**PAGE EXTRACT**.
▼

# dendrobium nobile species varities



## Hien (May 13, 2011)

I searched the internet recently and found this from the standard cyclopedia of horticulture. I didn't realize that dendrobium nobile species has so many varieties. This is what the standard says:

nobile, Lindl. Fig. 1236. Pseudobulbs up to 2 ft. long, erect or nearly so, tufted, nearly round: fls. in 2's or 3's, 2-1/2-3 in. across; sepals and petal white, the upper portion, varying in extent, amethyst-purple, the sepals ligulate, the petals broader, oblong-oval, wavy-margined; lip with a broad nearly orbicular blade, downy, a large rich maroon spot in the center, inclosed by a cream-white zone, the apex amethyst-purple. Himalayas to China. P.M.7:7. C.O.1. O.R.5:209; 9:73. G.M. 47:425. J.H. III. 48:511. 
1-Var. albiflorum, Hort. Fls. white, with a black-purple spot on the lip. O.R. 2:113;9:73
2-Var. album, Hort. Fls pure white.
3-Var. Amesiae, Hort. Similar to the preceding, but fls. larger.
4-Var. Armstrongiae, Hort. Sepals and petals pure white, of great size; lip very dark maroon-purple.
5-Var. Ashworthianum, Hort. Fls. pur white, except the green mouth of the lip.
6-Var. Ballianum, O'Brien. Sepals and petals white; lip yellowish white or white with 2 crimson spots. C.O.1b.
7-Var. Coerulescens, reichb. (D. coerulescens, Lindl.). Shorter and more slender pseudobulbs: fls. smaller and of a deeper color, and the the lip-blade more oval.

▲

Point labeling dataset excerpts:
▼

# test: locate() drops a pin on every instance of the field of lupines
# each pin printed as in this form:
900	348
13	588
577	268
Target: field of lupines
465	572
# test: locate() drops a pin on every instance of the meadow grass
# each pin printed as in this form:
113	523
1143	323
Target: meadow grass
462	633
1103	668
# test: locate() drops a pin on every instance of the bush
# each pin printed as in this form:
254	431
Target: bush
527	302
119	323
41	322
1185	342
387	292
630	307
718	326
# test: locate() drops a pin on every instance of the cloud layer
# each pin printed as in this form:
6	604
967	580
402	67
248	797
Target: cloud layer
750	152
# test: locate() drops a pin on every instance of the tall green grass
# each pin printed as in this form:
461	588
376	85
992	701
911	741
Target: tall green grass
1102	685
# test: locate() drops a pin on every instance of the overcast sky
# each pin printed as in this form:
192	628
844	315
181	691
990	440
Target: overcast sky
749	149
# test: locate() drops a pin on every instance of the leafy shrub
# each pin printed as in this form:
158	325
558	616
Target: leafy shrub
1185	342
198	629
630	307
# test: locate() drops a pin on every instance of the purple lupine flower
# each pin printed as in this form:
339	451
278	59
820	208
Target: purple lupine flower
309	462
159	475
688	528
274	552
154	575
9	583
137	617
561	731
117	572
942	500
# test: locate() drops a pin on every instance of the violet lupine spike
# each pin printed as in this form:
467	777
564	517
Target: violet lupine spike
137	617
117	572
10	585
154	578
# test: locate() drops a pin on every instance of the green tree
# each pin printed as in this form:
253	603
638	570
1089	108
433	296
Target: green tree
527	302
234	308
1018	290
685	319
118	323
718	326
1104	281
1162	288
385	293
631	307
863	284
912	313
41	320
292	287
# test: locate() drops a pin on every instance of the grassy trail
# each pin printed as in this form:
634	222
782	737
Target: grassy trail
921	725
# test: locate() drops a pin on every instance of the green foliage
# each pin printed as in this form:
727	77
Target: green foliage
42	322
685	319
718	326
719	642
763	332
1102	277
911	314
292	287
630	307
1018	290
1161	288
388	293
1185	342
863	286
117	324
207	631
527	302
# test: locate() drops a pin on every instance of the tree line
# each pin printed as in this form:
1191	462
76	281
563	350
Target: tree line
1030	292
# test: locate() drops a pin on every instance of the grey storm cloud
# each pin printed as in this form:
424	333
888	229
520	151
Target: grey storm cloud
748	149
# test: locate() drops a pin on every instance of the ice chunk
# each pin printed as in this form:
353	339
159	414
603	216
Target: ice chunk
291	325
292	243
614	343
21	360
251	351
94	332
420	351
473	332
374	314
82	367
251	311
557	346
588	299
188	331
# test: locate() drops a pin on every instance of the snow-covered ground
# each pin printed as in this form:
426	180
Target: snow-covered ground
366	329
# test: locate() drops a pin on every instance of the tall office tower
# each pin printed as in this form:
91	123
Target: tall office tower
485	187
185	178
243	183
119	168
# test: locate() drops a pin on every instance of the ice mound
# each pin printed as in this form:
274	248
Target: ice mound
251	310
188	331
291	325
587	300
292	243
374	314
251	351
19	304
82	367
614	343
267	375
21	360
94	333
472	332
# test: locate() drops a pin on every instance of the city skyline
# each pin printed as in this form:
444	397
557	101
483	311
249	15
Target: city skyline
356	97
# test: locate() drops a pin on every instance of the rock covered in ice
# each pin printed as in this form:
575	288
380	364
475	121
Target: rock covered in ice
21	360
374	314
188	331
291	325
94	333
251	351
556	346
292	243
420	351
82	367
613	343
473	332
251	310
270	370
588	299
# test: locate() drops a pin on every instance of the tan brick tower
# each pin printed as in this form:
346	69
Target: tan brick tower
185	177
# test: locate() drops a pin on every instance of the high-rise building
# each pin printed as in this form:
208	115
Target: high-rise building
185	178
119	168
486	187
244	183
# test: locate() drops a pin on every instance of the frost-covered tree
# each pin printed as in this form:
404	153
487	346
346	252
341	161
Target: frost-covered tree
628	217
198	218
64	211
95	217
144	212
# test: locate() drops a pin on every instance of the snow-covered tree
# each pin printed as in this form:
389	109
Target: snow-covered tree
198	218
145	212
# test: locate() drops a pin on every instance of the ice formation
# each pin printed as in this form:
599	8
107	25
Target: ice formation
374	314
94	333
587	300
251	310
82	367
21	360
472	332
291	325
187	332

▲
▼

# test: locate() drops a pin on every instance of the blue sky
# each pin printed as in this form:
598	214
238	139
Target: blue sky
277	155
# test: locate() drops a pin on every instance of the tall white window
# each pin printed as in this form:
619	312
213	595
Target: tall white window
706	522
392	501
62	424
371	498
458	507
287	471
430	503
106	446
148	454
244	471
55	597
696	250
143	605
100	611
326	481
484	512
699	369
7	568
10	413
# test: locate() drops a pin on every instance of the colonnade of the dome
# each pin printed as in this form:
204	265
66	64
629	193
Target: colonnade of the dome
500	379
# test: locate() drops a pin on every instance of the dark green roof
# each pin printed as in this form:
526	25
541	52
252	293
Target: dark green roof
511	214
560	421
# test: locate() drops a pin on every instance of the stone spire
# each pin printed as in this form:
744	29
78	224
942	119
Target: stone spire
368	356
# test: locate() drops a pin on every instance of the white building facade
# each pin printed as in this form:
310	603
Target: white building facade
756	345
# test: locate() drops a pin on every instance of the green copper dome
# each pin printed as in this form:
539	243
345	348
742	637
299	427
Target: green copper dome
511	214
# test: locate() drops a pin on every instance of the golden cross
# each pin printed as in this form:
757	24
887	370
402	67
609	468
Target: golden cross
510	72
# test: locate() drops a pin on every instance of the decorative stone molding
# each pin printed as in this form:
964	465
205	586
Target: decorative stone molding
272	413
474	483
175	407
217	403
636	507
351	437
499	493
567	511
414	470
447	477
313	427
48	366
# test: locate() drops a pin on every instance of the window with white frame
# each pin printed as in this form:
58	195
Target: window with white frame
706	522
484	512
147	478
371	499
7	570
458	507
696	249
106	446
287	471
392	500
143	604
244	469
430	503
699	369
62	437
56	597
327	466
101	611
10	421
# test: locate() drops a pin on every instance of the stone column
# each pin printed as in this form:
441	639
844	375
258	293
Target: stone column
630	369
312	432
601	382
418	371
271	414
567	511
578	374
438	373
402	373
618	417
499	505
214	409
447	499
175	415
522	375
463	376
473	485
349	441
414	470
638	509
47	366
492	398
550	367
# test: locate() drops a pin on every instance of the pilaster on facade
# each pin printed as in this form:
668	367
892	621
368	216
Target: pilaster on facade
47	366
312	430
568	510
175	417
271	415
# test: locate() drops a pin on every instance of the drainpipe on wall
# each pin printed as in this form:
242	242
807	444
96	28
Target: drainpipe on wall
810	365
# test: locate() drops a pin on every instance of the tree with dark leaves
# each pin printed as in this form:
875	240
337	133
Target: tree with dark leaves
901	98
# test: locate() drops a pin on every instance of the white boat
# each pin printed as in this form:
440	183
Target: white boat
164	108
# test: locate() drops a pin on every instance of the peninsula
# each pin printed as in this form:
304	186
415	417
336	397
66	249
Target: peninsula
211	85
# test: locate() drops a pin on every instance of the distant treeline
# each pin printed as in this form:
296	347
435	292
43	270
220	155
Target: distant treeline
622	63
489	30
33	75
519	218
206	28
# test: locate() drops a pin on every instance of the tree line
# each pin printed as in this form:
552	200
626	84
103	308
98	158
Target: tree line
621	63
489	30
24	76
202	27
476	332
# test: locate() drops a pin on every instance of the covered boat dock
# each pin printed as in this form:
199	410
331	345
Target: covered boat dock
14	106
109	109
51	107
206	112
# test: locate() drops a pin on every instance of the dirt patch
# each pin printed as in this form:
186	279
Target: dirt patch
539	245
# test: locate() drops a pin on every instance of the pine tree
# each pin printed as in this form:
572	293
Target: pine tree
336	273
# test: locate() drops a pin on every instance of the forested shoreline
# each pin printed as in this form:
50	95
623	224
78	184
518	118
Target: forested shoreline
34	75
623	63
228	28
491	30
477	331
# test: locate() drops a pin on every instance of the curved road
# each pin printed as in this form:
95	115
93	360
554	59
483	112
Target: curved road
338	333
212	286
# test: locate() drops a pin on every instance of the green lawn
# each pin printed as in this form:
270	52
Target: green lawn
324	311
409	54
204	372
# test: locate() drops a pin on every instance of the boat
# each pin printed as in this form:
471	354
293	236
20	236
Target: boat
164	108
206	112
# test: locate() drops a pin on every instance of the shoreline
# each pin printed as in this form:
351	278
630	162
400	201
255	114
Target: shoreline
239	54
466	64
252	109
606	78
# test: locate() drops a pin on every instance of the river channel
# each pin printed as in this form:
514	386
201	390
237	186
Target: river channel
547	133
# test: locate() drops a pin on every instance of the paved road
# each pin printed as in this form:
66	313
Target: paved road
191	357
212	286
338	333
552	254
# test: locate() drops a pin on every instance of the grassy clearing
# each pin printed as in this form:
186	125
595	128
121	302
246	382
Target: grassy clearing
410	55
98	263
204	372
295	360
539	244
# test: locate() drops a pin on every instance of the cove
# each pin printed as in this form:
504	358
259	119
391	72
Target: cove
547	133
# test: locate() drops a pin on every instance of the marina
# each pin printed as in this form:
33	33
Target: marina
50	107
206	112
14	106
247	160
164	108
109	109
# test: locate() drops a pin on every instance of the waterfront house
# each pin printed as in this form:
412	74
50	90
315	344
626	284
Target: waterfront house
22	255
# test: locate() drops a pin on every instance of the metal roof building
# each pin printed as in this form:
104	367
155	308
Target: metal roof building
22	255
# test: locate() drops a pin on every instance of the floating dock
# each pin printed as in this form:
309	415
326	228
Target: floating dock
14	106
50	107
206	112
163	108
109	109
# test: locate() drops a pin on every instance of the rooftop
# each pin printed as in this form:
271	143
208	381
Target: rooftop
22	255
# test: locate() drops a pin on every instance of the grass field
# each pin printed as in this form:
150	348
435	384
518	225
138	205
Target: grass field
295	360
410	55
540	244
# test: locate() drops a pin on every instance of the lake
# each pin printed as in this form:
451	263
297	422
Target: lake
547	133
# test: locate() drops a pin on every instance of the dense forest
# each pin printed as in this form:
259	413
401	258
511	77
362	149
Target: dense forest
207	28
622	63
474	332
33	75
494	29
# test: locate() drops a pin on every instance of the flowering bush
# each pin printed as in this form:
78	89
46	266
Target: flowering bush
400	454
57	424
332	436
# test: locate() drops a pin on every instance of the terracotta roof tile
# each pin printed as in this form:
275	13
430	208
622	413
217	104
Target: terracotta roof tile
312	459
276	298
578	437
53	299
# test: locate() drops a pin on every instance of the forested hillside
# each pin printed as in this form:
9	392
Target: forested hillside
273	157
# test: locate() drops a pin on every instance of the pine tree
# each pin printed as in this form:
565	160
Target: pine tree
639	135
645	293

▲

**SET TASK 1**.
From the orchid variety post, transcribe the passage from "I searched the" to "Fls pure white.".
**SET TASK 2**.
Please rewrite the paragraph in the orchid variety post that begins "nobile, Lindl. Fig. 1236." as a short bulleted list of its main facts.

**WRITTEN SOLUTION 1**.
I searched the internet recently and found this from the standard cyclopedia of horticulture. I didn't realize that dendrobium nobile species has so many varieties. This is what the standard says:

nobile, Lindl. Fig. 1236. Pseudobulbs up to 2 ft. long, erect or nearly so, tufted, nearly round: fls. in 2's or 3's, 2-1/2-3 in. across; sepals and petal white, the upper portion, varying in extent, amethyst-purple, the sepals ligulate, the petals broader, oblong-oval, wavy-margined; lip with a broad nearly orbicular blade, downy, a large rich maroon spot in the center, inclosed by a cream-white zone, the apex amethyst-purple. Himalayas to China. P.M.7:7. C.O.1. O.R.5:209; 9:73. G.M. 47:425. J.H. III. 48:511. 
1-Var. albiflorum, Hort. Fls. white, with a black-purple spot on the lip. O.R. 2:113;9:73
2-Var. album, Hort. Fls pure white.

**WRITTEN SOLUTION 2**.
- Pseudobulbs: up to 2 ft. long, erect or nearly so, tufted, nearly round
- Flowers: in twos or threes, 2-1/2 to 3 in. across
- Sepals and petals: white, with an amethyst-purple upper portion of varying extent; sepals ligulate; petals broader, oblong-oval, wavy-margined
- Lip: broad, nearly orbicular, downy blade with a large rich maroon spot in the center, enclosed by a cream-white zone, and an amethyst-purple apex
- Range: Himalayas to China